» **WHAT TO DO**:
Lay out everything from the line containing "eyeglasses in the histology slide image provided." down to the end of the material as a Markdown table with the columns Row and Line, numbering each row and skipping blank lines. Leave the pictures out.

------ RECORD EXCERPTS ------

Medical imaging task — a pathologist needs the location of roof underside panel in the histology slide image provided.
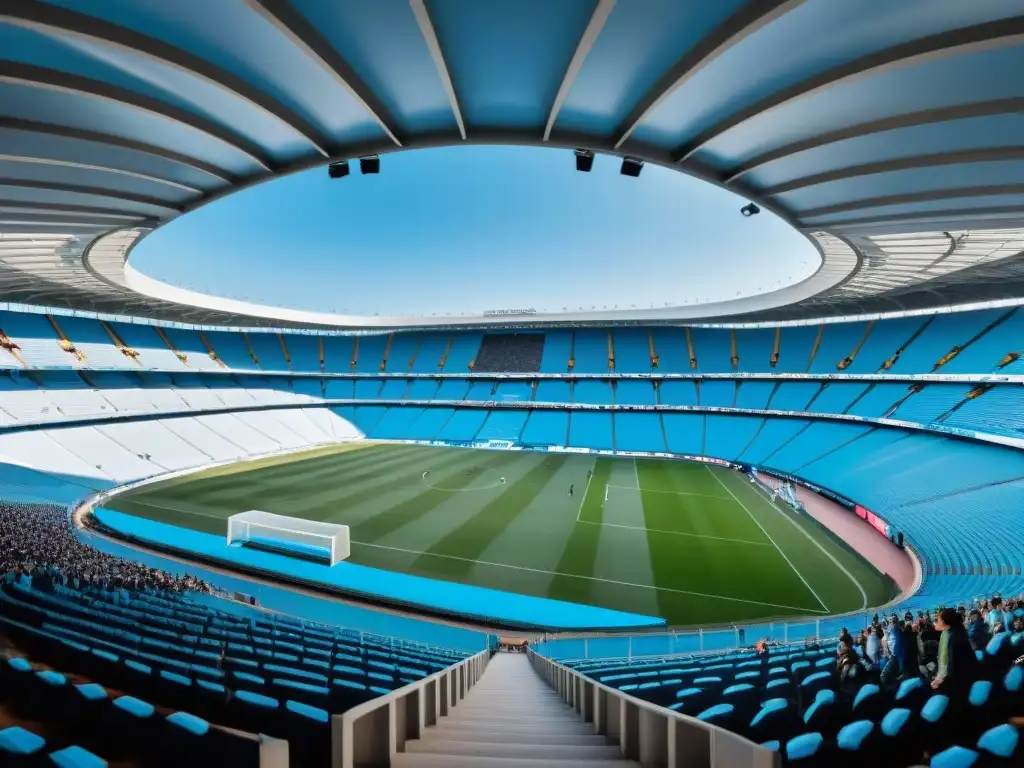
[0,0,1024,325]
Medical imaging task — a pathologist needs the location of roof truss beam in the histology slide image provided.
[0,178,184,213]
[674,16,1024,163]
[245,0,401,146]
[613,0,804,150]
[409,0,468,141]
[0,61,275,171]
[0,0,330,158]
[544,0,615,141]
[797,184,1024,218]
[760,146,1024,198]
[724,97,1024,184]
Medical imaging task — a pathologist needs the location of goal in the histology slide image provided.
[227,510,349,565]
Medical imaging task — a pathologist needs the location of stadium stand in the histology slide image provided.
[0,310,1024,764]
[552,600,1024,766]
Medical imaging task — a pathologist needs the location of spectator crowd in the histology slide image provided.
[837,597,1024,695]
[0,501,209,592]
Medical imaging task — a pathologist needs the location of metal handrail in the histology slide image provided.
[529,650,782,768]
[331,649,490,768]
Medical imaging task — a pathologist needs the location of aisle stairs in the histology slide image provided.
[391,653,639,768]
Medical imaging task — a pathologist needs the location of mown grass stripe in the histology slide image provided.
[411,456,566,578]
[352,451,508,543]
[548,459,611,602]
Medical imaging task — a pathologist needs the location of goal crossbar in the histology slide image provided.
[227,510,349,565]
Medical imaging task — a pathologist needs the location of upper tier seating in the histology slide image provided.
[0,309,1024,374]
[561,608,1024,768]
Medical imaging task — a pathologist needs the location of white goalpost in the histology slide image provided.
[227,510,349,565]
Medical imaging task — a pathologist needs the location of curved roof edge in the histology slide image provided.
[110,230,847,330]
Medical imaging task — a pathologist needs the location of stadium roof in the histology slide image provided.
[0,0,1024,326]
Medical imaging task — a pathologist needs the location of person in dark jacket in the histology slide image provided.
[932,608,978,695]
[967,608,991,650]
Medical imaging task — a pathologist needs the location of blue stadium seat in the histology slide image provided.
[49,744,106,768]
[0,726,46,768]
[785,733,825,765]
[746,698,797,743]
[978,723,1024,765]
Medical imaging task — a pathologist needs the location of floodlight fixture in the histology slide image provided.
[327,160,348,178]
[574,150,594,173]
[618,158,643,178]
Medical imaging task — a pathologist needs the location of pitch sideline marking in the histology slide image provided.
[741,484,869,610]
[420,469,507,494]
[577,456,608,522]
[580,520,771,547]
[605,482,729,501]
[703,464,829,613]
[351,536,828,615]
[114,500,828,615]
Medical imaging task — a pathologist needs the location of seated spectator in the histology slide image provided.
[967,608,991,650]
[836,642,863,694]
[987,595,1010,635]
[864,625,883,665]
[932,608,978,695]
[0,502,209,595]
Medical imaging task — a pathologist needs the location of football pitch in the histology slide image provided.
[108,443,896,626]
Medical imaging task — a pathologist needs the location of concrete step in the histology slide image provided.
[423,723,608,746]
[406,738,622,761]
[427,718,594,735]
[453,701,575,717]
[449,707,580,720]
[391,752,640,768]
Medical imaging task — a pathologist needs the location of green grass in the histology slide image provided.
[109,443,895,626]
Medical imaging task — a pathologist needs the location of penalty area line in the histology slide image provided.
[605,483,729,502]
[351,544,828,615]
[703,464,829,613]
[752,475,870,610]
[577,458,608,522]
[578,520,771,547]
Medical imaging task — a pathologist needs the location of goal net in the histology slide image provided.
[227,510,349,565]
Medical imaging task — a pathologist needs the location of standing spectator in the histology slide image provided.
[932,608,978,695]
[864,625,883,665]
[988,595,1009,635]
[967,608,990,650]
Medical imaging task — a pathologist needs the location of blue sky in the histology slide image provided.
[131,146,818,315]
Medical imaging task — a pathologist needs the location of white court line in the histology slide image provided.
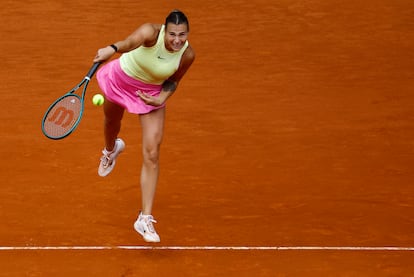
[0,245,414,251]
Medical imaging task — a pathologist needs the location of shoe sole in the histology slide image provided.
[134,220,161,242]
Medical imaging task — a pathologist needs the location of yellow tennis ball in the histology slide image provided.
[92,93,105,106]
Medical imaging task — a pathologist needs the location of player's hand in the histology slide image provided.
[137,90,163,107]
[93,46,115,63]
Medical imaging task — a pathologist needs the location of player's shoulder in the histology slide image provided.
[183,43,195,61]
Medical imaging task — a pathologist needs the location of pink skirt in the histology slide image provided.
[96,59,165,114]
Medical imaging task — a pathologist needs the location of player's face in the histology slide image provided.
[164,23,188,52]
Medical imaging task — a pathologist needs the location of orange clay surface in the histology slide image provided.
[0,0,414,276]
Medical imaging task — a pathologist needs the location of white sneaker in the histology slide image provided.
[98,138,125,177]
[134,213,160,242]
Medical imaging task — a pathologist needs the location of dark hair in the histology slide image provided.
[165,10,190,31]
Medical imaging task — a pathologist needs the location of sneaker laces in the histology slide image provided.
[144,215,157,233]
[101,148,114,168]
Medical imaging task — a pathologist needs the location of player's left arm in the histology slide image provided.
[138,45,195,106]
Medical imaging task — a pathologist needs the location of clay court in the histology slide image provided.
[0,0,414,276]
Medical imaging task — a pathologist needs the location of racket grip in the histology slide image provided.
[86,62,101,79]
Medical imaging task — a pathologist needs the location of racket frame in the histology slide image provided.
[42,62,101,140]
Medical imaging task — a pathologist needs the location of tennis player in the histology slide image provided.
[94,10,195,242]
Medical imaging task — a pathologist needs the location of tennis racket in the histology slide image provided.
[42,62,101,140]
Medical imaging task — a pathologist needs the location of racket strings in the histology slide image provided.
[43,95,82,138]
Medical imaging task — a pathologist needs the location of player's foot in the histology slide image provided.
[98,138,125,177]
[134,213,160,242]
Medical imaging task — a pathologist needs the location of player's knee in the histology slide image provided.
[144,145,160,166]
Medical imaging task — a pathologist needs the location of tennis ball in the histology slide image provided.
[92,93,105,106]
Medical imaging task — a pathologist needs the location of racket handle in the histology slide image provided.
[86,62,101,79]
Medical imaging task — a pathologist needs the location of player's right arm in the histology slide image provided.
[93,23,160,62]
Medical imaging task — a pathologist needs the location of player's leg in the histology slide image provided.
[98,100,125,177]
[103,100,124,151]
[140,105,165,215]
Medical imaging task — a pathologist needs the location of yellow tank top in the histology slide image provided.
[120,25,188,85]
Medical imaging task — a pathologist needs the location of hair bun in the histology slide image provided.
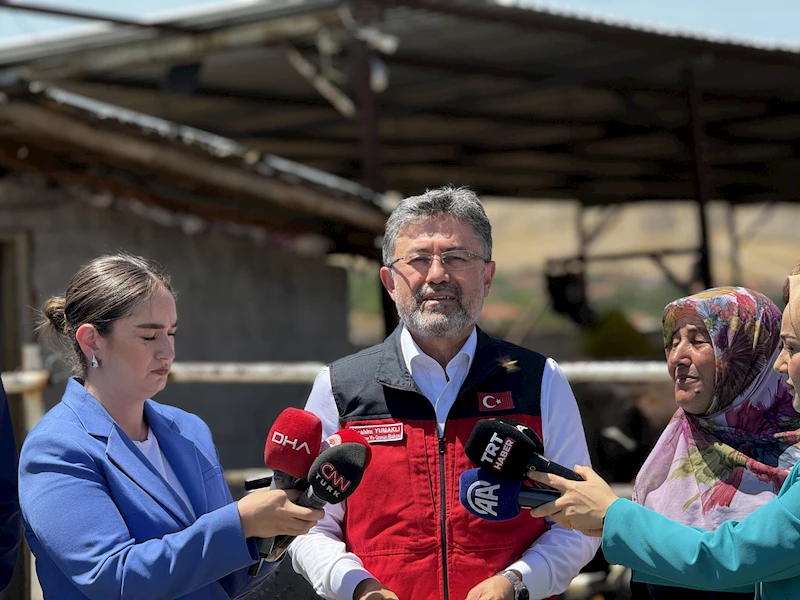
[42,296,68,335]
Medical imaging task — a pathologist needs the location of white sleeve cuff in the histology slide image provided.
[331,558,375,600]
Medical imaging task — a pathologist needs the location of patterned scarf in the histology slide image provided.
[633,287,800,530]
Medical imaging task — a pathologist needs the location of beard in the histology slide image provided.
[395,279,485,339]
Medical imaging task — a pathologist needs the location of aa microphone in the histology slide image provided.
[265,429,372,562]
[464,419,583,481]
[248,408,322,575]
[459,469,561,521]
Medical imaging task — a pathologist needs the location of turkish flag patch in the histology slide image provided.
[478,392,514,412]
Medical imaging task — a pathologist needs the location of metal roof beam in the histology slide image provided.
[0,101,385,233]
[0,0,196,33]
[7,11,339,81]
[394,0,800,67]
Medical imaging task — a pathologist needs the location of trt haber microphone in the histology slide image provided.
[265,430,372,562]
[248,408,322,575]
[497,417,583,481]
[464,419,583,481]
[459,469,561,521]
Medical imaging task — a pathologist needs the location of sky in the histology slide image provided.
[0,0,800,45]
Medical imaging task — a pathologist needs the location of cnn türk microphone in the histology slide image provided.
[464,419,583,481]
[459,469,561,521]
[248,408,322,575]
[265,430,372,562]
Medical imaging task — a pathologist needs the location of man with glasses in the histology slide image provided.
[290,187,598,600]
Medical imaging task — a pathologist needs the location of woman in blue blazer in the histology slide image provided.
[19,255,323,600]
[528,272,800,600]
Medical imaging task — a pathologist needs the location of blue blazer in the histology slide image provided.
[603,463,800,600]
[19,379,277,600]
[0,382,21,590]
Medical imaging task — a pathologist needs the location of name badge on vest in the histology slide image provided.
[350,423,403,444]
[478,392,514,412]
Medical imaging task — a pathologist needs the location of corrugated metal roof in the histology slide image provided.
[0,81,384,256]
[0,0,800,203]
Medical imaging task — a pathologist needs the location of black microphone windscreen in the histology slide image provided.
[496,417,544,454]
[464,419,536,479]
[308,442,367,504]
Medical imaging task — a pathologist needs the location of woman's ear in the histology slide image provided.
[75,323,103,360]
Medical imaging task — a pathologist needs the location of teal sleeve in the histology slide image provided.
[603,494,800,590]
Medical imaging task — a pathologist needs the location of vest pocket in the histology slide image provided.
[344,419,438,556]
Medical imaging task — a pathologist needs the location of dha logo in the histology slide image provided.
[467,479,500,517]
[272,431,311,454]
[481,433,516,471]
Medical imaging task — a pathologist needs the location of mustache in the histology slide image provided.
[414,283,461,304]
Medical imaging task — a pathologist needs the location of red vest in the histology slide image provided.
[331,331,546,600]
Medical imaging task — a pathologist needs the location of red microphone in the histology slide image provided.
[264,408,322,490]
[248,408,322,575]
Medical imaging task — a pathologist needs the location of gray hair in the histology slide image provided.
[383,185,492,264]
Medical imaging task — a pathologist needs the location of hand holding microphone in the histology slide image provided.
[244,408,322,575]
[464,419,583,481]
[265,429,372,562]
[459,469,561,521]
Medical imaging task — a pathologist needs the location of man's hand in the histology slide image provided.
[466,575,514,600]
[353,579,399,600]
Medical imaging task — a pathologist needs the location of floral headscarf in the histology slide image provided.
[633,287,800,530]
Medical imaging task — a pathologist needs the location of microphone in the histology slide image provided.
[464,419,583,481]
[250,408,322,576]
[265,429,372,562]
[458,469,561,521]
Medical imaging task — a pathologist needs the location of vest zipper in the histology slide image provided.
[436,428,450,600]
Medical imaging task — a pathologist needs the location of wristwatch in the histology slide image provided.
[498,571,531,600]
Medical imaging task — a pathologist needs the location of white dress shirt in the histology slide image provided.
[289,327,600,600]
[131,427,197,517]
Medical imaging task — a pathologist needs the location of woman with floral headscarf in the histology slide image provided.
[634,287,800,600]
[528,278,800,600]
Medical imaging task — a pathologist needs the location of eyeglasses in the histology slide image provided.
[386,250,489,273]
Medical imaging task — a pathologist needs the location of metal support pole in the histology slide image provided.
[727,202,742,285]
[685,68,713,288]
[350,38,399,335]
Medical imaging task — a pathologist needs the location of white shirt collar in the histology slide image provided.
[400,324,478,377]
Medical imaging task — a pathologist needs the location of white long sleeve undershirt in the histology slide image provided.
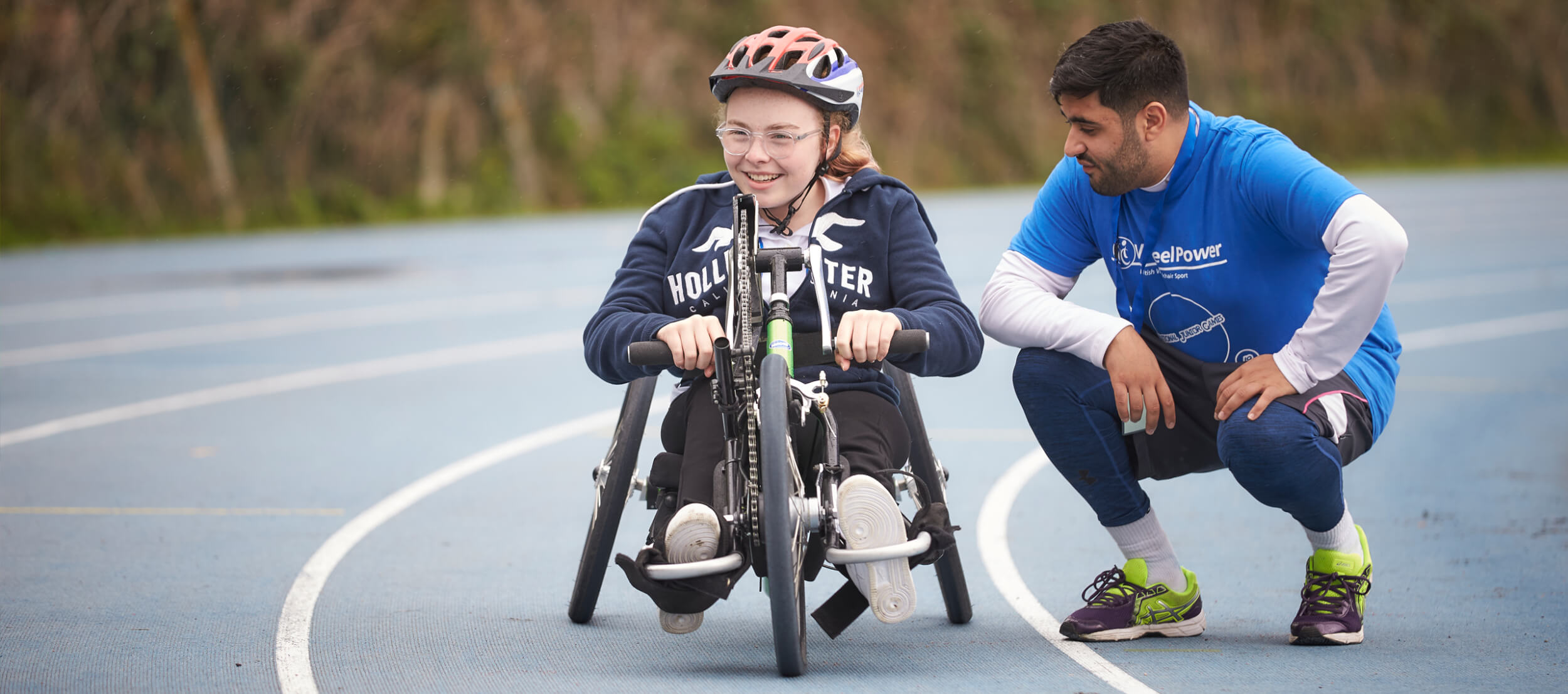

------

» **FINAL RESULT**:
| Row | Line |
|---|---|
| 1 | Medical imaging task — a pathologist needs the location of eyeglasses in the histology slide image provided. |
| 2 | [386,250,489,273] |
| 3 | Medical imaging task — a pathologist needs the location of metal support pole in the histology slide image provided. |
| 4 | [727,202,742,285] |
| 5 | [685,68,713,288] |
| 6 | [350,38,399,335] |
| 7 | Medical imaging task — a pathologist needs the location of white shirt collar in the histology slide image provided. |
| 8 | [400,324,478,377] |
| 9 | Medical imaging task — a pathologist needs the location of white long sleeve undershirt in the histology slide image provided. |